**Given data:**
§ §

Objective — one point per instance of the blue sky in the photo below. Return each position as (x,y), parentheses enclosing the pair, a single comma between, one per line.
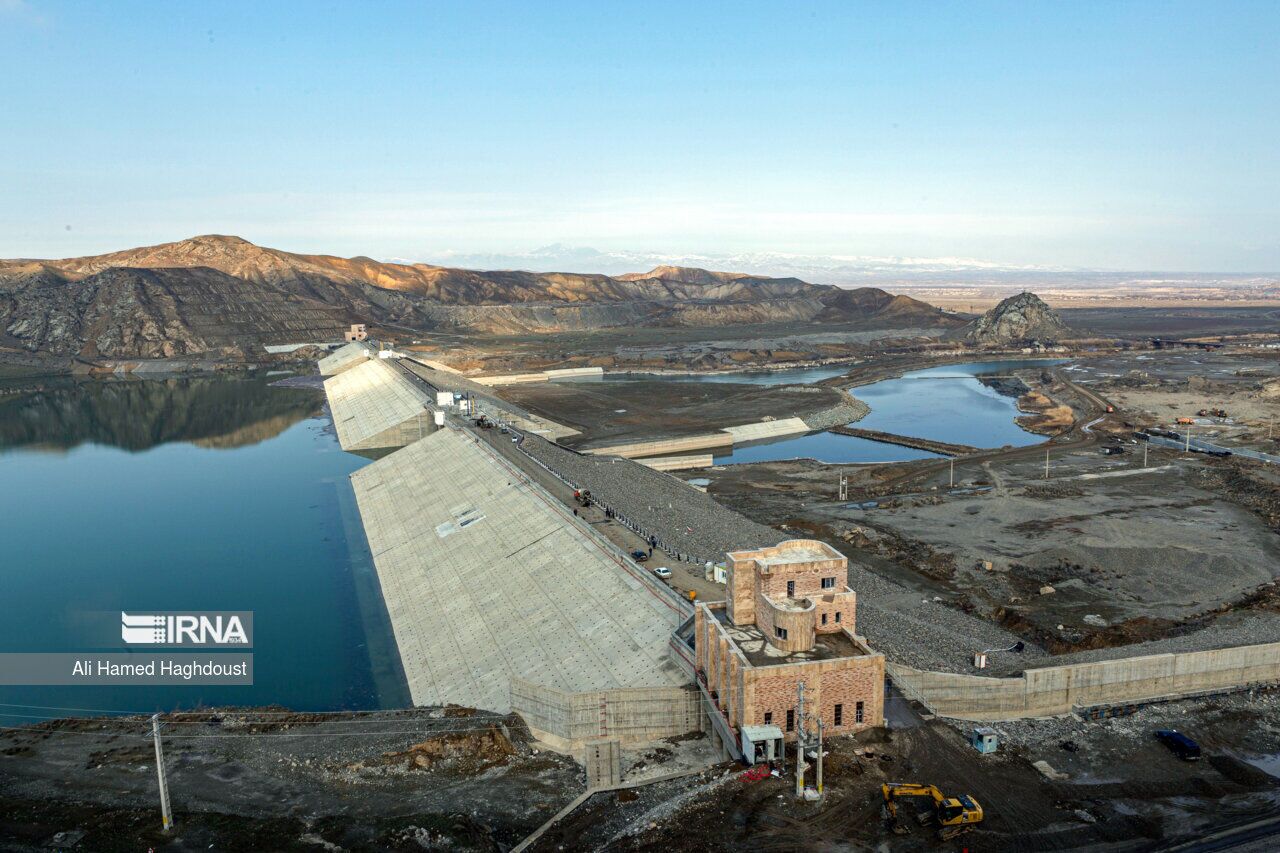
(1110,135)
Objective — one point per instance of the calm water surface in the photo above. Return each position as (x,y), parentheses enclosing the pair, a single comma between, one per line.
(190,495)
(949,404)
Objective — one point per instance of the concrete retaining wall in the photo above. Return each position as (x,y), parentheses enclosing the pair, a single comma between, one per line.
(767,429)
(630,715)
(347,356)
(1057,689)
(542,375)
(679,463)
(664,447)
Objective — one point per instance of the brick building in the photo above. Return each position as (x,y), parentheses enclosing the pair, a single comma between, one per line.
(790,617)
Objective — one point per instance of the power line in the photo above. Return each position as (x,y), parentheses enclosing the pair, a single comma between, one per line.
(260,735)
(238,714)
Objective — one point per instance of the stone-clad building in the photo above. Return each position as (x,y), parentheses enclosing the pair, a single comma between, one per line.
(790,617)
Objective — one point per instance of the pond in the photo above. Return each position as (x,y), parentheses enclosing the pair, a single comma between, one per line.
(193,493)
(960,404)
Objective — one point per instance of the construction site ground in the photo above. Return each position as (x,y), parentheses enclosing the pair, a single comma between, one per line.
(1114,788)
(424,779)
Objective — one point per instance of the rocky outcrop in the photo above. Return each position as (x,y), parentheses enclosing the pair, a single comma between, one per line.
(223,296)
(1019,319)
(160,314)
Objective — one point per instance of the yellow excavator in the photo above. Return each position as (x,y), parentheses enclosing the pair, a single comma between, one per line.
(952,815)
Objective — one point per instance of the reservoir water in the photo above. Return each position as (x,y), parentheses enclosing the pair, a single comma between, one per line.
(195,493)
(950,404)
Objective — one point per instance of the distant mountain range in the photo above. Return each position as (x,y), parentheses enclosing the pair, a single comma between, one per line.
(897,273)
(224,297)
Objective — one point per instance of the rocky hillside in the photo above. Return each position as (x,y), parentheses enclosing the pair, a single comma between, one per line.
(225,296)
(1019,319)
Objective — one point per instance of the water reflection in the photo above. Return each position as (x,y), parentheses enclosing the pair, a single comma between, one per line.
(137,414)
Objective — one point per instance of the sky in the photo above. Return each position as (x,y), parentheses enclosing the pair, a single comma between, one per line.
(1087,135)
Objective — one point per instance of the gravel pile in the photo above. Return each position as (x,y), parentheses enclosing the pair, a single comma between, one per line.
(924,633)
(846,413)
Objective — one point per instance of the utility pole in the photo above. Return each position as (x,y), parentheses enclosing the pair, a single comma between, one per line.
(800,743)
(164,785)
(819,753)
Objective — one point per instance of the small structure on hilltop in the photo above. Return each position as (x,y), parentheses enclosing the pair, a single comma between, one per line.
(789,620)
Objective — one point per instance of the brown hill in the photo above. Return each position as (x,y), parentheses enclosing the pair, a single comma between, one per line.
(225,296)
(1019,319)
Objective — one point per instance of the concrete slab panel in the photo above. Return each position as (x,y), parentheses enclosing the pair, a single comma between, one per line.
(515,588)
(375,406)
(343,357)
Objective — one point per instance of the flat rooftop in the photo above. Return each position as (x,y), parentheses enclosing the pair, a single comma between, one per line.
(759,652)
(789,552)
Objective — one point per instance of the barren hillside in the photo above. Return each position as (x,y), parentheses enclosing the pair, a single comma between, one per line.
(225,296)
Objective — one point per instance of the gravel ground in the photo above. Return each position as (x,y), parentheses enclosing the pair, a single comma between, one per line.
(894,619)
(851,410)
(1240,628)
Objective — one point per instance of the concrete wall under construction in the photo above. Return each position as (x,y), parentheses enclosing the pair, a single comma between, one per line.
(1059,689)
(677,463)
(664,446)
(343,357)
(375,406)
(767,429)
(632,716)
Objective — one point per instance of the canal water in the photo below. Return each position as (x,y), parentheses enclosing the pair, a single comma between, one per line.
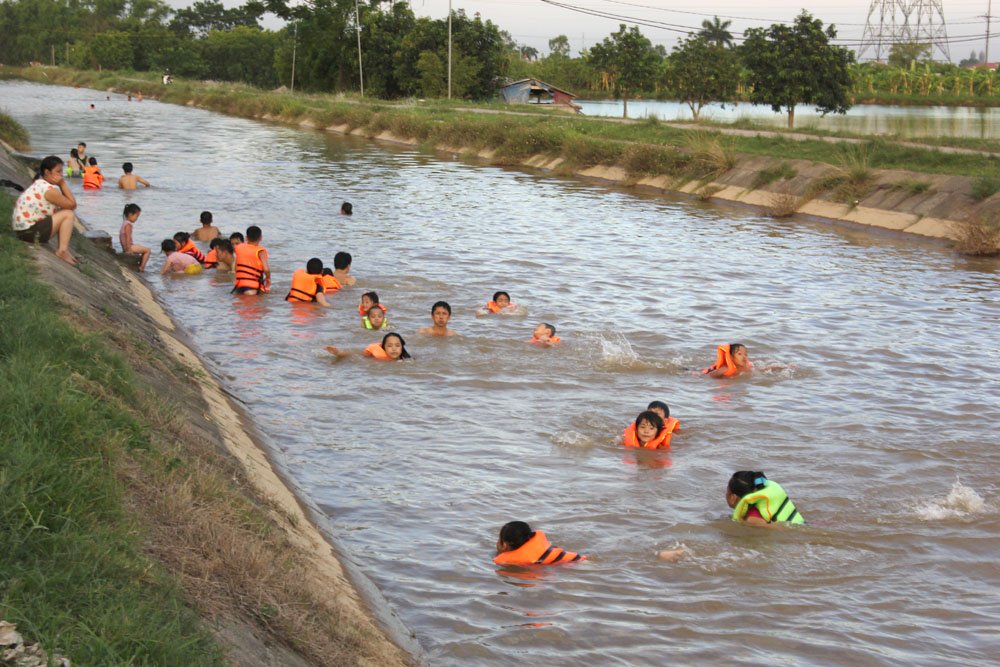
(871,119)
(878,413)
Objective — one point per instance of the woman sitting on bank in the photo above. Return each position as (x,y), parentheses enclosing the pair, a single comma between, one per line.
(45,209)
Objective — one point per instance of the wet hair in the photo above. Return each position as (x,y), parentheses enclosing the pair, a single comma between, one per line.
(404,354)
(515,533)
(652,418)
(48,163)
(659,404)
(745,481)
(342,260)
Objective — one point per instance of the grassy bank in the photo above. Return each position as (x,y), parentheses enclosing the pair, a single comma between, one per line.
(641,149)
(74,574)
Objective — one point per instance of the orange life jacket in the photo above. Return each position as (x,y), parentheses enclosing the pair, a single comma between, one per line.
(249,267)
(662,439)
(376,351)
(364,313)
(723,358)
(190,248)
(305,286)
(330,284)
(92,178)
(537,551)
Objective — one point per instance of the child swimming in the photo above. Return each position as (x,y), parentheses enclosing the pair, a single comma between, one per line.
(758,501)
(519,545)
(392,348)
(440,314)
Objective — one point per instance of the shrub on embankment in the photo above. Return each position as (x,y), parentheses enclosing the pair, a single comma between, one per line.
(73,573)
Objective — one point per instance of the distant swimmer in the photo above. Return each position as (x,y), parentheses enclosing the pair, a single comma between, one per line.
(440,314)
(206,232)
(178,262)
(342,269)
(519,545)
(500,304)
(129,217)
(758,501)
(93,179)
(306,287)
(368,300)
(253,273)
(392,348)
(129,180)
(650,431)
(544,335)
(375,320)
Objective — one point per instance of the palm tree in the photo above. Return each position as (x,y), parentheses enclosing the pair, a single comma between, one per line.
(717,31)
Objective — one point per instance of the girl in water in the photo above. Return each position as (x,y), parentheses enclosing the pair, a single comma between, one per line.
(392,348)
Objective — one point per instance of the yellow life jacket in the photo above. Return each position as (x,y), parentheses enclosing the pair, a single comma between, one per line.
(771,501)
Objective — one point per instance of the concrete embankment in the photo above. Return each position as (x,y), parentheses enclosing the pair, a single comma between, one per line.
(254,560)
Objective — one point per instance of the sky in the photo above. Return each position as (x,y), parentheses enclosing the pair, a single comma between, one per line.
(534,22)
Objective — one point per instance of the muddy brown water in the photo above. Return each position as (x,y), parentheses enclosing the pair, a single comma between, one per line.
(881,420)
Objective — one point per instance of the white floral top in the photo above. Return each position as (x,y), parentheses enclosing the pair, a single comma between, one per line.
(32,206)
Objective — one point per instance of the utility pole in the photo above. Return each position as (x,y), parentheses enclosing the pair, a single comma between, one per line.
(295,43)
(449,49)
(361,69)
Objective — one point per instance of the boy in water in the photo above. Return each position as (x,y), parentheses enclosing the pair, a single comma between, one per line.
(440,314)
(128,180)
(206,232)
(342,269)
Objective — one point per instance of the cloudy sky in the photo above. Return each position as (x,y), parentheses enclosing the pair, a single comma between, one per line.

§ §

**Activity:**
Copy the entries exactly. Leave out the images.

**Response to this task:**
Objective — one point per instance of the blue sky in the photo below. Return each position as (x,y), parentheses enclosing the pair, a single comma between, one per line.
(1110,135)
Objective — one point per instance of the calm water surface in the photo above. Return each position as (x,y), parentheses enclosing the pair, a single comma between, one per line.
(190,495)
(949,404)
Objective — one point per instance of the concrete retaining wall in the photo above. Return each position as (x,y), parentheses enclosing the pair, a single comma between, one per line.
(767,429)
(630,715)
(347,356)
(1057,689)
(542,375)
(679,463)
(664,447)
Objective — one point per instance of the brick building in the photo above. Return each position as (x,y), parentheses enclosing the pair, a single comma between, one per line.
(790,617)
Objective — one point per instance of the power line in the photo above. Return each position as (x,y), parentheses enclosing the pair, a single comma between, one per line.
(260,735)
(238,714)
Objective — one point per instance of the stone-clad building in the photo above. Return each position as (x,y), parentheses enclosing the pair, a single comma between, one per line.
(790,617)
Objective — one point per instance of the pond in the photo above. Return each position as (x,y), parentheses enclosing the pair, a single comma between, one per line.
(193,493)
(960,404)
Objective — one point per instance of the construction site ground in the photo above. Return each position as (x,y), parentheses enclosing the pair, a single comma between, one per line.
(1114,788)
(424,779)
Objective — one point per instance of the rocky outcrop in the photo above. Return each position as (x,y), parentheses enclosing the pair, a single comma between, one per line.
(223,296)
(1019,319)
(160,314)
Objective — one point per instance of the yellow excavator in the photo above. Return each position as (x,y), parentheses enclosing the pair, a single comma between, one per line.
(952,815)
Objective — one point per instance of the reservoir water in the photo above. Return each position as (x,y), parentheses enclosing the pair, a single comma between, one per line.
(195,493)
(950,404)
Objective — one point per instance of the distant mountain range in the photo above. Return each position as (x,y), parentheses enclosing the pair, a single comma between, one per line.
(897,273)
(224,297)
Objective — one point per instance of the rocky hillside in the photo above. Return each position as (x,y), parentheses enclosing the pair, a single comma between, one per line.
(225,296)
(1019,319)
Objective — one point per instance of the water reflection in the photo above. Return each position as (x,y), parentheses enclosing the pair, a single comma between, one per line.
(137,414)
Objective — one point per instance of the sky in the photo above. Return each position as (x,y), parentheses enclosing the pair, a single comma between, one per line.
(1087,135)
Objective — one point per instance of the gravel pile in the photo above. Return each position as (x,y), parentheses enclosing the pair, a single comma between, one per line.
(924,633)
(846,413)
Objective — one point per instance of the utility pole in the photo above. Return each position as (x,y), parentheses enclosing the pair, a single comma between, one per line.
(800,743)
(164,785)
(819,753)
Objective — one point per instance of the small structure on hilltop in the photo above. Return each position as (x,y), parentheses enclosing the pair, a single comma between, one per line.
(789,620)
Objective — one point per instance of the brown hill in the photo above. Return each position as (x,y), parentheses enclosing the pair, a single comma between, one per line.
(225,296)
(1019,319)
Objective — one point per instance of the concrete slab panel in the photo above. Return each position as (x,y), parentheses enclosing the pair, a single comma between, one per line.
(515,588)
(375,406)
(343,357)
Objective — one point per instance of the flat rooftop in the photo above. Return each position as (x,y), parentheses enclosing the pair, a single comma between, one per line.
(759,652)
(789,552)
Objective — one point per instance of the barren hillside in the photo above. Return each position as (x,y), parentheses enclosing the pair, a single comma between, one per line.
(225,296)
Objective — one point per instance of the gravel ground in the photo above. Return each position as (x,y), parentheses enclosing the pair, a single comma between, one per line.
(894,619)
(851,410)
(1240,628)
Objective — one point per instance of the concrete wall under construction in the photo above. Return each position as (x,y), parentheses enclosing the pair, a single comma between, one per line.
(1059,689)
(677,463)
(664,446)
(343,357)
(375,406)
(767,429)
(632,716)
Objective — one point per instance of the canal water in the photo below. Return each position as (x,y), parentheses enclosing the pair, a single comma between, one per line.
(871,119)
(878,413)
Objective — one point per instance of the woman sitting on bank in the photo above. Return each position as (x,y), parentheses enclosing the pair, a single comma between, one per line.
(45,209)
Objective — one point per instance of the wet hair in the photo above. Return each position as (x,y), parentheses enclosing the pair, a single comma between, one per line.
(404,354)
(515,533)
(652,418)
(48,163)
(659,404)
(745,481)
(342,260)
Objective — one point per instance of the grassy bank in the photo above. Return each position as (x,y), parentheses enclosing the pair, a single comma between, one per line.
(641,149)
(74,574)
Objective — one point per instance of the orange life jacket in the photo above. Return each position as (x,y), parentheses enclosing the pair, a single comma between, one per line.
(249,267)
(662,439)
(376,351)
(364,313)
(723,358)
(190,248)
(305,286)
(330,284)
(92,178)
(537,551)
Objective — one point per instance of the child swimming in the photo above. Return each position as (x,y), parentheses enclosing the pair, a single comma between, one per line.
(758,501)
(519,545)
(392,348)
(440,314)
Objective — one point per instance of the shrub on embankment in the photo above. Return each position as (x,y), parentheses enclosing the pair, a single comma between, one per line.
(73,573)
Objective — one point per instance of the distant swimmer in the photo above. Return each position as (x,y), parentheses enclosing the pair, a single comma between, one per line.
(440,314)
(206,232)
(178,262)
(342,269)
(519,545)
(500,304)
(129,217)
(758,501)
(93,179)
(306,287)
(368,300)
(253,273)
(392,348)
(129,180)
(650,431)
(544,335)
(375,320)
Objective — one point per instance of the palm tree in the photo above. Return each position as (x,y), parentheses enclosing the pair, a single comma between, one per line.
(717,31)
Objective — one point per instance of the girl in water in the photo above. Return each position as (x,y), parentheses enclosing the pair, a single comma between, one per line.
(392,348)
Objective — one point per instance of the yellow life jacket in the photo above. Return each position as (x,y), parentheses enclosing the pair, a single comma between, one per line.
(771,501)
Objective — one point per instance of the concrete embankment in the photo above. Return each position as (x,y), parentheses enclosing the pair, a single comma between, one per line.
(254,560)
Objective — one point per instance of the sky in the photo above. Return each position as (x,y), parentheses enclosing the pair, a single comma between, one per line.
(534,22)
Objective — one point per instance of the muddy brown water in the photo above. Return each position as (x,y), parentheses enclosing the pair, a single comma between, one per line.
(881,420)
Objective — one point per instance of the white floral top in the photo above. Return each position as (x,y), parentheses enclosing the pair, a single comma between, one per line.
(32,206)
Objective — one point per instance of the utility pole in the photo above. Return each position as (x,y), parentheses enclosing the pair, a single comma between, one per line.
(295,43)
(449,49)
(361,69)
Objective — one point per instance of the boy in water in the photo above. Return each position as (x,y), parentheses enclosing the pair, a single comma between, one per line.
(440,314)
(128,180)
(206,232)
(342,269)
Objective — one point per instance of the cloudy sky in the photo above. Return each position as (x,y), parentheses enclosing the pair, a single comma between, one per line.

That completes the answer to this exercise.